→ **Entries provided**
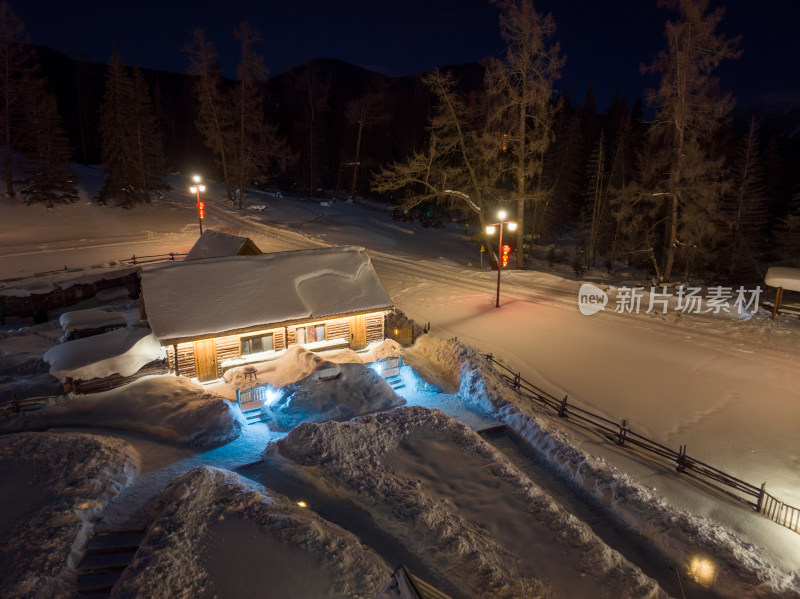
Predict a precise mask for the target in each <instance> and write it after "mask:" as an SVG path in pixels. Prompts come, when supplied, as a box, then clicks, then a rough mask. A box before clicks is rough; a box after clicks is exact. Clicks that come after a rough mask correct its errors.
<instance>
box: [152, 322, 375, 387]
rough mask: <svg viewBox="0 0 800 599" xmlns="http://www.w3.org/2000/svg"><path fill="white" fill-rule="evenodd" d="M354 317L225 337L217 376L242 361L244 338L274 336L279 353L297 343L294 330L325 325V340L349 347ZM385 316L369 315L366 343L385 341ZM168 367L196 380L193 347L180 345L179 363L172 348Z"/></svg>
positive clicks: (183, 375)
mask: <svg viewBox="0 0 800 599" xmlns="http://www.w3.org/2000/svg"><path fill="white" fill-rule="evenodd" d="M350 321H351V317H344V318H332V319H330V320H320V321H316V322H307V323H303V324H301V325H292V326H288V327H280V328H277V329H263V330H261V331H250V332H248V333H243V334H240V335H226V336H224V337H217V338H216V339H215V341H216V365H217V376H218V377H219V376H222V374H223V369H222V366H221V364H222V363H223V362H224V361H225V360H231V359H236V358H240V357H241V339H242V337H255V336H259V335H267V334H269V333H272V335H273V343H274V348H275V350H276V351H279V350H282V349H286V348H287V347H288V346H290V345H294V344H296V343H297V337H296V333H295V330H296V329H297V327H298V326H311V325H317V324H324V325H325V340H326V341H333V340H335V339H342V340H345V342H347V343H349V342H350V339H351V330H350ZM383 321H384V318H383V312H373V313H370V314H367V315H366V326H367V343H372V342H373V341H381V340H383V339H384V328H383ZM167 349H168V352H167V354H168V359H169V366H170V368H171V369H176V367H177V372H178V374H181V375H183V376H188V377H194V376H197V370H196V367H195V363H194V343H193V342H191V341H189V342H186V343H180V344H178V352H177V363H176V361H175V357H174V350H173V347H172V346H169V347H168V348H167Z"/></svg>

==

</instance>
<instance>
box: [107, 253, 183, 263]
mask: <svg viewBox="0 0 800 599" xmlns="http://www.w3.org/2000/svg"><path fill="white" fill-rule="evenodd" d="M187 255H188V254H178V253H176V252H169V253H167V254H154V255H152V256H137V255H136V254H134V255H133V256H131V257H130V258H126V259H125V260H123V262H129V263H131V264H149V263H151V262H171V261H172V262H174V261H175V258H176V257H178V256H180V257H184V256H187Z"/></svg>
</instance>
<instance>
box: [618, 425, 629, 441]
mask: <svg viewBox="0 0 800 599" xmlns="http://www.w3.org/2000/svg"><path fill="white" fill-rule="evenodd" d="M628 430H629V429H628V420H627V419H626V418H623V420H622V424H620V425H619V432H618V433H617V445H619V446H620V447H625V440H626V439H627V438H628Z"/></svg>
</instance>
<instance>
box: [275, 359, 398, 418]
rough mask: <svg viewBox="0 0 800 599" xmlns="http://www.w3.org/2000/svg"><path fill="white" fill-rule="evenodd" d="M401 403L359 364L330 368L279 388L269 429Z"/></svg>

→ **Assignment**
Which lines of the records contain the string "rough"? Collect every such line in full, matching case exactly.

→ **Output of the exercise**
Predict a precise mask for the target in each <instance> and write it after "mask:" as an SVG path in pixels. Prompts come, when supplied, as a box, then clicks, then a rough mask. A box before clicks is rough; a box after clicks is exact. Clicks that come after a rough mask correct its errors.
rough mask: <svg viewBox="0 0 800 599" xmlns="http://www.w3.org/2000/svg"><path fill="white" fill-rule="evenodd" d="M354 317L225 337L217 376L242 361L244 338L274 336L279 353L297 343L294 330L325 325V340L349 347ZM385 316L369 315L366 343L385 341ZM168 367L196 380L193 347L180 345L179 363L172 348Z"/></svg>
rough mask: <svg viewBox="0 0 800 599" xmlns="http://www.w3.org/2000/svg"><path fill="white" fill-rule="evenodd" d="M401 403L359 364L330 368L279 388L269 429Z"/></svg>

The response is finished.